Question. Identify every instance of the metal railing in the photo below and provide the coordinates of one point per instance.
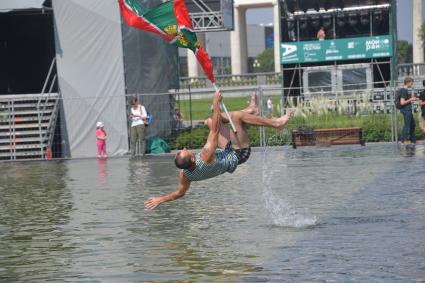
(243, 80)
(412, 70)
(42, 106)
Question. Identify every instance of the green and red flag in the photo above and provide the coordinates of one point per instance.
(170, 20)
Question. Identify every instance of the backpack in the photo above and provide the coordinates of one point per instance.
(397, 100)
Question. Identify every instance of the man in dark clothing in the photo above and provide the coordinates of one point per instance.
(406, 98)
(422, 105)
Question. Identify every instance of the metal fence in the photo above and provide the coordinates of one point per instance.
(30, 127)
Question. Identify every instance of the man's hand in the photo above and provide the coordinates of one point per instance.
(151, 203)
(217, 98)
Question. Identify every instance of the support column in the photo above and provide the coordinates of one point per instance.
(276, 32)
(418, 50)
(193, 67)
(238, 42)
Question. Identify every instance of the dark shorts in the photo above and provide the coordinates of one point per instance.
(242, 154)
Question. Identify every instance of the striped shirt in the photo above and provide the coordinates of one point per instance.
(225, 161)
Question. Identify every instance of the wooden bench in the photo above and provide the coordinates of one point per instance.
(327, 137)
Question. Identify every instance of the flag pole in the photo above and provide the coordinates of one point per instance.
(225, 110)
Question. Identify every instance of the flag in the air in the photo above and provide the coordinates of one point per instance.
(170, 20)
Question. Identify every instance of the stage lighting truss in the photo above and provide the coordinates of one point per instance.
(207, 19)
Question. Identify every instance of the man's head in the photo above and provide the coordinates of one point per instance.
(184, 159)
(408, 81)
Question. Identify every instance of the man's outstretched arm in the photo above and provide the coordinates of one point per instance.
(208, 151)
(184, 185)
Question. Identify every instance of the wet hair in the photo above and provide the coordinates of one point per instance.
(182, 162)
(408, 80)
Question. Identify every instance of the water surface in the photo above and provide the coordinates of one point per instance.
(311, 214)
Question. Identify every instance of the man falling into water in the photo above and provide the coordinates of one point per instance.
(223, 151)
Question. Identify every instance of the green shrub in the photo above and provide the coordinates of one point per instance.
(376, 128)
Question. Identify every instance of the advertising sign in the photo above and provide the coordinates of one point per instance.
(337, 49)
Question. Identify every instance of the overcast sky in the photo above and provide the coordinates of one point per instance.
(404, 18)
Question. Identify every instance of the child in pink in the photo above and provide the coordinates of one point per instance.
(100, 140)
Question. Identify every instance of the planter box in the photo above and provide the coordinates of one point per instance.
(327, 137)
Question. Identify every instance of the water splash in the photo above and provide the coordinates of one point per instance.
(281, 212)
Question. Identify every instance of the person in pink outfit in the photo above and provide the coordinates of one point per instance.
(101, 140)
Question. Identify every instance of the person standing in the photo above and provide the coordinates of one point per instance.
(422, 105)
(269, 106)
(100, 140)
(138, 117)
(406, 98)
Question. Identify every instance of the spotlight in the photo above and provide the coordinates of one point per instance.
(341, 20)
(315, 21)
(364, 17)
(291, 24)
(327, 21)
(352, 19)
(303, 22)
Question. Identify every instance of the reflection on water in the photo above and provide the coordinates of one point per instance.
(347, 214)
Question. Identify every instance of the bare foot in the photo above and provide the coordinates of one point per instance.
(283, 120)
(253, 105)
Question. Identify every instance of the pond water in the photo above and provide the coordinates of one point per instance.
(311, 214)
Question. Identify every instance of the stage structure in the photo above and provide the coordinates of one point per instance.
(356, 56)
(77, 63)
(211, 15)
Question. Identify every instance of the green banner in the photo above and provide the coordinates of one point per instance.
(335, 50)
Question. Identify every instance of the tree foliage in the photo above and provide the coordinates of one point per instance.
(404, 52)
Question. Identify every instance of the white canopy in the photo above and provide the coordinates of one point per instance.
(10, 5)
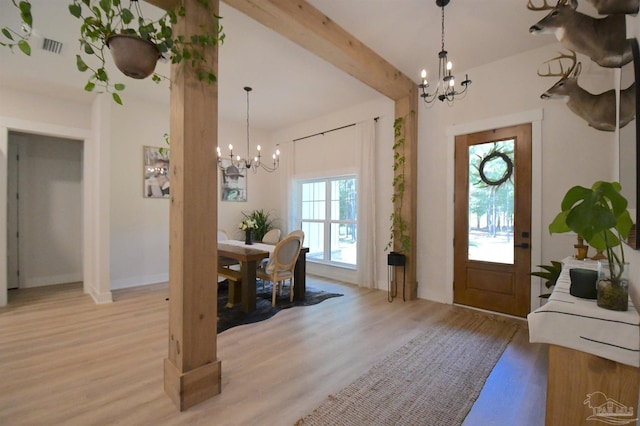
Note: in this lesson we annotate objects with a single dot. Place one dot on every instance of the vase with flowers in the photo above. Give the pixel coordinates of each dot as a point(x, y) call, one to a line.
point(248, 225)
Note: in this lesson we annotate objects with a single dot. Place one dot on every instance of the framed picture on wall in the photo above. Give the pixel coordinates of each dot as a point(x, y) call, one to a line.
point(234, 184)
point(156, 172)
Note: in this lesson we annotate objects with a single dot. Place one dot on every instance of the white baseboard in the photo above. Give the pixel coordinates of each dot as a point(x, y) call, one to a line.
point(100, 298)
point(139, 281)
point(52, 280)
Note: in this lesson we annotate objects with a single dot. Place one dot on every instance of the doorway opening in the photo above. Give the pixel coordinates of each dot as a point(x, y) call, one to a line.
point(44, 210)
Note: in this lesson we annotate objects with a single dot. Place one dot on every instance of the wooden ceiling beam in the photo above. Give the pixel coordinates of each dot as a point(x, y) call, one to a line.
point(305, 25)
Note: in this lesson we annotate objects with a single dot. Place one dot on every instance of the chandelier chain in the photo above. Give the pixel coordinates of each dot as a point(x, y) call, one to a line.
point(444, 88)
point(442, 28)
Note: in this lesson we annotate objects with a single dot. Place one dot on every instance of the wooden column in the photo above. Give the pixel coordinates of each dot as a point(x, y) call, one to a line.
point(192, 372)
point(407, 108)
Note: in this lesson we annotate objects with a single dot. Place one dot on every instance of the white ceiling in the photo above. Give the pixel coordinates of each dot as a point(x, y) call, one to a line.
point(290, 84)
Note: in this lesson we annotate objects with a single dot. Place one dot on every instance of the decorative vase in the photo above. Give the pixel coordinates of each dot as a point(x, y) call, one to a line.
point(613, 292)
point(581, 249)
point(396, 259)
point(135, 57)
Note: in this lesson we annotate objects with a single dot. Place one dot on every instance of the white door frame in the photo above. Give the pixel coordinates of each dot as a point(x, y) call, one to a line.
point(95, 199)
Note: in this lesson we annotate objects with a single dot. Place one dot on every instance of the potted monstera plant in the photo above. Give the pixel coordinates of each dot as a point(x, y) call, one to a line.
point(135, 42)
point(599, 214)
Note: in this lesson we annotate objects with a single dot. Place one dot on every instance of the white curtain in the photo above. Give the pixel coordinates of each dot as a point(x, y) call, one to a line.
point(288, 150)
point(365, 138)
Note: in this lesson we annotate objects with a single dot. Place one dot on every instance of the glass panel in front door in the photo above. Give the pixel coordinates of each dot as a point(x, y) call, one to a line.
point(491, 202)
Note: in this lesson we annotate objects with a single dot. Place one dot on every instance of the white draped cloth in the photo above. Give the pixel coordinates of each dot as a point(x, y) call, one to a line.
point(580, 324)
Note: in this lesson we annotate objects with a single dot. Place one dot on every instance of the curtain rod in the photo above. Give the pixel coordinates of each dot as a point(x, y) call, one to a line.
point(332, 130)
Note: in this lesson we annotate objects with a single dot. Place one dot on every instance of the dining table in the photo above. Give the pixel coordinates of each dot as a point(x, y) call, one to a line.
point(249, 256)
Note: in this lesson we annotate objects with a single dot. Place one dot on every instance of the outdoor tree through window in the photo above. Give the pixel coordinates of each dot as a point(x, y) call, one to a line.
point(328, 212)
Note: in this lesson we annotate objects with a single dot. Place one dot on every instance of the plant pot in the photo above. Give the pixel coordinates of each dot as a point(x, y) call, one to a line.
point(396, 259)
point(584, 283)
point(581, 251)
point(135, 57)
point(613, 292)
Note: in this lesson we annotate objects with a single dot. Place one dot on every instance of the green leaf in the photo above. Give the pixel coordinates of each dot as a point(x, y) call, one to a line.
point(24, 47)
point(127, 16)
point(105, 5)
point(75, 10)
point(82, 67)
point(101, 75)
point(7, 34)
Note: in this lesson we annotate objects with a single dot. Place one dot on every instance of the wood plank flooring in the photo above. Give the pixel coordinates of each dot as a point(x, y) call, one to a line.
point(66, 361)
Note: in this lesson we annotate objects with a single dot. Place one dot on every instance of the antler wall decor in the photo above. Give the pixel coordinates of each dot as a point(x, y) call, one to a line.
point(598, 110)
point(602, 39)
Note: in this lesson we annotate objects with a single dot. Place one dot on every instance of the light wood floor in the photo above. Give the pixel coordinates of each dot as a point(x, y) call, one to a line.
point(66, 361)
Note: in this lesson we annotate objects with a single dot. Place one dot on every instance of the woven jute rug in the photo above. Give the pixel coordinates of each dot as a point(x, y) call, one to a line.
point(432, 380)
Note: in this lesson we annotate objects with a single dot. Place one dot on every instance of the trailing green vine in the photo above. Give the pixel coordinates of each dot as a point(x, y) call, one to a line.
━━━
**ACTIVITY**
Once you reach the line containing "of the antler", output that line and each one after it exactly, ending with the final line of the listing and adding nothing else.

**TASK RESULT**
Note: in this lesson we annotate objects with a single dot. Place one dot on every instance of the antler wall decor in the photo above. Give the pixel coordinates of each dot as a point(x, y) call, one to a line.
point(598, 110)
point(602, 39)
Note: in this lesson we annotate objects with a single dot. Place one dot on every instance of the light wood floor in the photo above. Give the pixel coordinates of each dot as a point(x, y) call, one to a line.
point(66, 361)
Note: in this lesson we annotate objects with a single dot. Place one dot on every instance of the woven jute rug in the photo above. Give the pixel coordinates of each dot as a point(x, y) call, one to a line.
point(432, 380)
Note: in this lesson we annotate objects with a single dot. Place one dot on every instance of the trailing green vine in the photo above. Give the pixel coordinates of each dot as a point(x, y) call, one to a line.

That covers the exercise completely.